___ Excerpted passage
Raleigh, N.C. — Good morning and welcome to Today @NCCapitol for Monday, April 8. This is WRAL's roundup of what you need to know about North Carolina state government this morning.
COMMERCE: Gov. Pat McCrory is scheduled to announce a major shift in how the state will recruit new employers and retain existing businesses at an event in Burlington today. The Republican governor has been hinting at public appearances over the past month that a major reorganization of the department and its philosophy is coming.
“We cannot live off of a brand that needs updating and major revamping to not only compete with our neighbors but compete with the rest of the world," McCrory said during his State of the State speech.
In a recent interview, Commerce Sec. Sharon Decker told WRAL that plans for the Commerce Department include public-private partnerships. With the exception of the Division of Employment Security, which handles payments for federal workers, every function under Commerce's supervision in being reviewed for some private component she said.
"I would tell you that our primary focus right now is on the sales and marketing aspect of Commerce, but not exclusively on that," Decker said. That would include the parts of the Commerce Department that control how state incentives are given out to companies.
Roughly a dozen divisions and programs make up the Commerce Department. Some are tiny in government terms, such as the effort to promote North Carolina's wine industry, while others are sprawling programs, such as the state's job recruitment efforts.
McCrory is scheduled to make his "Major Commerce/Economic Development Policy Announcement" at 2 p.m. at Copland Fabrics in Burlington.
GENERAL ASSEMBLY: There are no legislative committee meetings scheduled for today.
Wake Delegation: Wake County lawmakers will hold their second of two public comment hearings from 4 to 6 this afternoon in room 643 of the Legislative Office Bldg.. Hundreds attended the first meeting two weeks ago. The Dix Park deal will likely remain the most prominent topic, but speakers can weigh in on any issue before the General Assembly. WRAL.com will carry this meeting live.
In the Senate lawmakers have two bills on their calendar, including one that would increase the penalties for cars that changes lanes abruptly causing injuries or property damage to motorcyclists. That measure had been up for a vote last week but was move to Monday night's calendar. Session begins at 7 p.m.
In the House session begins at 7 p.m. but lawmakers won't work past 7:45 p.m. Speaker Thom Tillis said last week. The chambers has a dozen bills on its calendar, including one directing the school system to set up policies to ensure children who are deaf and hard of hearing get extra help.
______
## Written instruction A
Reproduce the state government roundup from "COMMERCE: Gov. Pat" up to and including "component she said.".
The listing that follows has no connection to the state government roundup.
___ Exercise materials
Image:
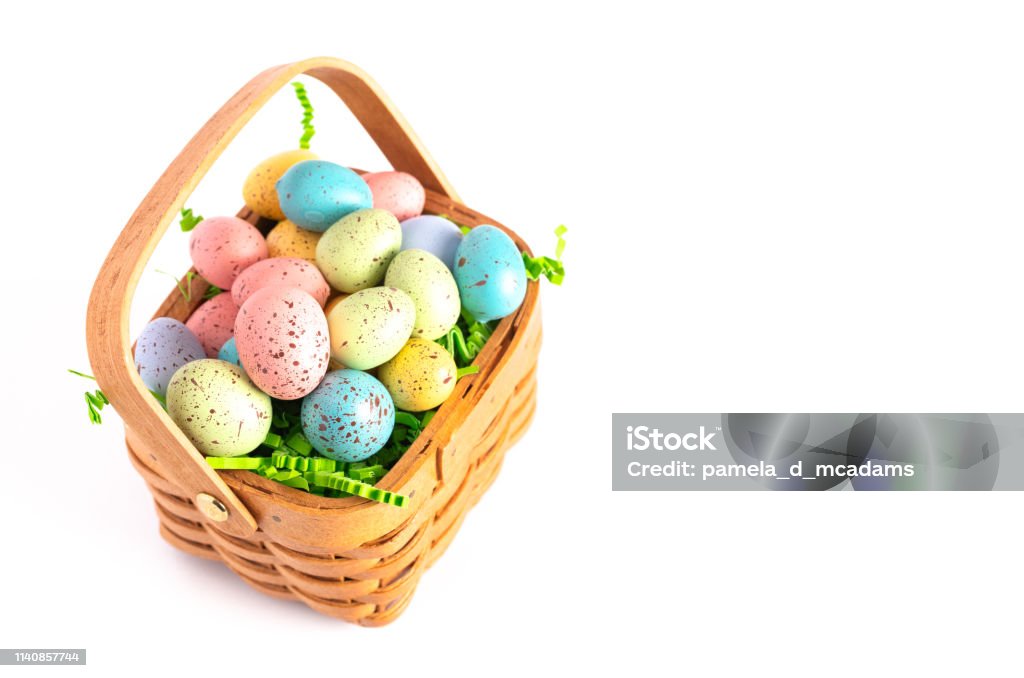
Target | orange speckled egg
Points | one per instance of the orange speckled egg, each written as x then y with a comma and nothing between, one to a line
283,342
222,247
213,323
260,191
286,271
398,193
287,240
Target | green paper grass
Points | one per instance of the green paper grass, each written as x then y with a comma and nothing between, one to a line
307,115
188,220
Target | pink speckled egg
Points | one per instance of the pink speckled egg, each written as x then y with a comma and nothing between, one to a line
285,271
398,193
213,323
222,247
282,337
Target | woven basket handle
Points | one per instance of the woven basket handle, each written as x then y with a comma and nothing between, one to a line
107,332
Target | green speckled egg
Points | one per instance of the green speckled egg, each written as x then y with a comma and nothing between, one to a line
218,408
370,327
425,278
354,253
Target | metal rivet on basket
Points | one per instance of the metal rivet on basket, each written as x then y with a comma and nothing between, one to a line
211,507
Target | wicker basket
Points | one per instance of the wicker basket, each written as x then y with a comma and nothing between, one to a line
350,558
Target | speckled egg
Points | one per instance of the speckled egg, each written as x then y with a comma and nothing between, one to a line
354,253
371,326
489,272
260,192
282,337
218,408
433,234
398,193
287,240
420,377
213,323
349,416
284,271
314,194
222,247
164,345
229,352
425,278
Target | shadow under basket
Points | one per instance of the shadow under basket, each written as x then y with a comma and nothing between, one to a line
351,558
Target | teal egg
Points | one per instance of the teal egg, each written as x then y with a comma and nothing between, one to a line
349,416
489,272
314,194
229,352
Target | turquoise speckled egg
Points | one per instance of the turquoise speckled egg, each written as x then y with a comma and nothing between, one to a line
314,194
229,352
489,272
349,416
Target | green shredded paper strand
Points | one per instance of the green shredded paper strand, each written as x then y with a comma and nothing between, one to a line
307,115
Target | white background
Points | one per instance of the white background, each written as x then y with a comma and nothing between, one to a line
791,206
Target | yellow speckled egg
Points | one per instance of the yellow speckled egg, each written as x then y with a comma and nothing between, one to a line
354,253
260,191
420,377
287,240
430,284
370,327
218,408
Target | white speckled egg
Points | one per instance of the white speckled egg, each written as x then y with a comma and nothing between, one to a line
282,337
218,408
354,253
425,278
371,326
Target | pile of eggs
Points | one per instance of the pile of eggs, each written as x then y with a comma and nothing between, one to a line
339,306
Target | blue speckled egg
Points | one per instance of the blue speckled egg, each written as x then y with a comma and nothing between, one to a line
314,194
489,272
433,234
349,416
164,345
229,352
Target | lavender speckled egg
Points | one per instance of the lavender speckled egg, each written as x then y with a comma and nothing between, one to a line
433,234
260,192
164,345
229,352
425,278
420,377
222,247
489,272
349,416
282,337
398,193
213,323
370,327
354,253
314,194
218,408
287,240
285,271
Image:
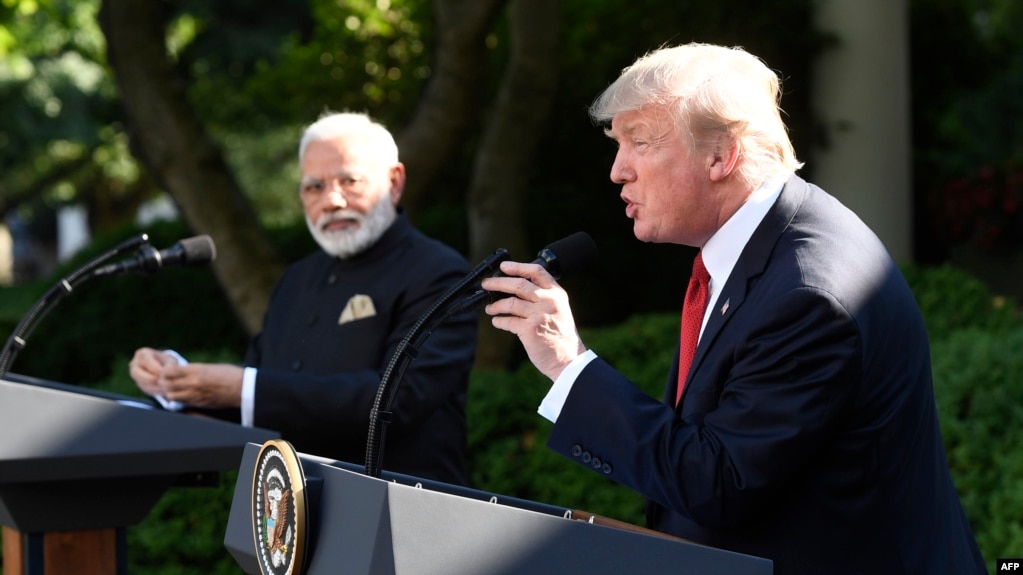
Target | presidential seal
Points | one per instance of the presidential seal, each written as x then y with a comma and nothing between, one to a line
279,510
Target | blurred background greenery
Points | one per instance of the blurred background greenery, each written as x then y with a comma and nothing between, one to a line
112,105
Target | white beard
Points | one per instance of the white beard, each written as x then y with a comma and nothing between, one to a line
357,238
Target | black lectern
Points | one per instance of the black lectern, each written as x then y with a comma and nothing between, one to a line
362,525
82,466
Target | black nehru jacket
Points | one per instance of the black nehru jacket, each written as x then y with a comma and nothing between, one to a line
330,329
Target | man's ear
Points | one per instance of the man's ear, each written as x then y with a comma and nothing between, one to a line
722,159
397,176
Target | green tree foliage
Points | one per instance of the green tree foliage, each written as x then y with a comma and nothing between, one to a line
976,364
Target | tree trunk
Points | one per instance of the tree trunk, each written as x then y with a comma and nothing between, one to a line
501,171
450,102
170,139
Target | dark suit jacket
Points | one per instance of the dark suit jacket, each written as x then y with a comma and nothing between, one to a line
807,433
317,378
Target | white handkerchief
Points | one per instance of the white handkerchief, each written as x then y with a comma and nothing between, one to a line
358,307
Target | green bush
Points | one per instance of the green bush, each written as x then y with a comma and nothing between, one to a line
978,371
979,390
951,299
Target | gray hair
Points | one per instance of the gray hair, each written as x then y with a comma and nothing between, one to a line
334,125
710,91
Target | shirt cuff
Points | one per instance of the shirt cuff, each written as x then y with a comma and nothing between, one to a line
248,396
551,405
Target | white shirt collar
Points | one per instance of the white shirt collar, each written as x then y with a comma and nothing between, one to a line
722,250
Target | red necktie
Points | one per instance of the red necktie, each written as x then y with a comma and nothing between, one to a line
693,312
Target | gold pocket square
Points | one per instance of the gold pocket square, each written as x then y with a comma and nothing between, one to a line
358,307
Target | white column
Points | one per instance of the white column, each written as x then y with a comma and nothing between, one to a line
862,95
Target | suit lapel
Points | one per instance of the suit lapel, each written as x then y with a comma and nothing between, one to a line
751,264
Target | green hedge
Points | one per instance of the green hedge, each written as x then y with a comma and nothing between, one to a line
978,371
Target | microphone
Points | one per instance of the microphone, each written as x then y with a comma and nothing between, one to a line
569,255
189,252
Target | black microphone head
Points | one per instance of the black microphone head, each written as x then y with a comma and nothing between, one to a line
569,255
195,251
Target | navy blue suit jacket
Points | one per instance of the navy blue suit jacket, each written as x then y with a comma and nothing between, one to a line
317,377
807,433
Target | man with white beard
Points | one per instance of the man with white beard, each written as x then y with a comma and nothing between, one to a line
336,318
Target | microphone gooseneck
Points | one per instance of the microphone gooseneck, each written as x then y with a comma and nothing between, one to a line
571,254
189,252
567,256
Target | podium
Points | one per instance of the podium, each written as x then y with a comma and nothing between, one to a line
400,525
78,466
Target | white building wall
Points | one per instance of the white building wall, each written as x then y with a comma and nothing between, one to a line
862,95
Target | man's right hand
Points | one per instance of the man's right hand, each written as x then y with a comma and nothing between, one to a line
145,368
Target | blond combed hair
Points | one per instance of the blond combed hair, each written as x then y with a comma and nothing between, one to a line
710,91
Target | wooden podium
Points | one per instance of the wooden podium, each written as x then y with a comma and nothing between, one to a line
395,524
78,466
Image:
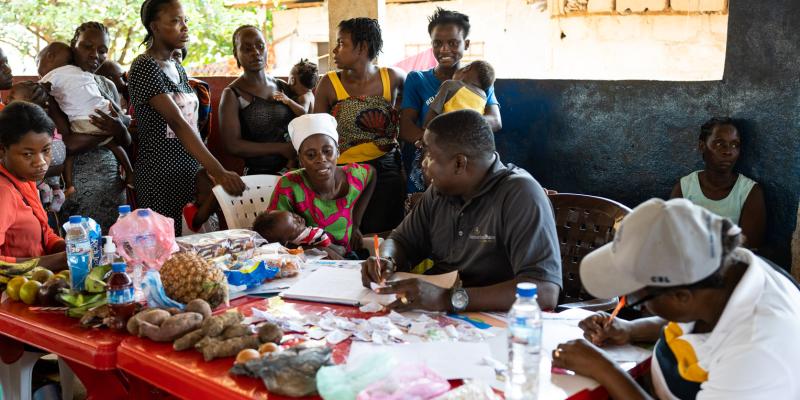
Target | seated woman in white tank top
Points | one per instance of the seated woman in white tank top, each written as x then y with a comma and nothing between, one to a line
719,188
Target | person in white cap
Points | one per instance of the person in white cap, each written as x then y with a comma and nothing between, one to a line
327,196
727,323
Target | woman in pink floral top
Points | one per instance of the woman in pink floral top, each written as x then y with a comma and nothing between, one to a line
328,196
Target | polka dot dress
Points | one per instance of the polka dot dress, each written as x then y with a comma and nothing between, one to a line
164,170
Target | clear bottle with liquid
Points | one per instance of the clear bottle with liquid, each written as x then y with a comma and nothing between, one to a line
524,345
121,302
79,252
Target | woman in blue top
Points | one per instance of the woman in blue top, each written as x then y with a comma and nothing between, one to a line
719,188
448,31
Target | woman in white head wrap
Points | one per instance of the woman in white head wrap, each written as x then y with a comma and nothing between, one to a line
326,195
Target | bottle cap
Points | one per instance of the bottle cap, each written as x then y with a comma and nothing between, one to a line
526,289
108,245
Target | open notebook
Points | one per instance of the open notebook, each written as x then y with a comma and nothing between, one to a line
343,286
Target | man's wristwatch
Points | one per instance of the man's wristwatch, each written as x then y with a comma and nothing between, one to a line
392,267
459,299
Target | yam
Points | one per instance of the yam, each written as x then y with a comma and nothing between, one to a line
154,316
188,340
199,306
173,328
215,325
236,331
216,348
269,332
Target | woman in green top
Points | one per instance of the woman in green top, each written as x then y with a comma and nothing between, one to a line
326,195
720,188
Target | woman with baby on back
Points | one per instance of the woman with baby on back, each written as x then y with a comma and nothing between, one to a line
99,189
______
## Written instruction B
Find every line in the listing that contains the string "tree", and copy each one. Matching is case-sensitive.

## Written solution A
COMMERCE: Gov. Pat McCrory is scheduled to announce a major shift in how the state will recruit new employers and retain existing businesses at an event in Burlington today. The Republican governor has been hinting at public appearances over the past month that a major reorganization of the department and its philosophy is coming.
“We cannot live off of a brand that needs updating and major revamping to not only compete with our neighbors but compete with the rest of the world," McCrory said during his State of the State speech.
In a recent interview, Commerce Sec. Sharon Decker told WRAL that plans for the Commerce Department include public-private partnerships. With the exception of the Division of Employment Security, which handles payments for federal workers, every function under Commerce's supervision in being reviewed for some private component she said.

## Written solution B
Target | green tree foliage
Points | one per instance of the green tree foliage, each written as x then y with a comma and nothing between, one to a line
Target | tree trunk
Points | one per instance of the tree trunk, each written as x then y with a comma and nothing between, one to a line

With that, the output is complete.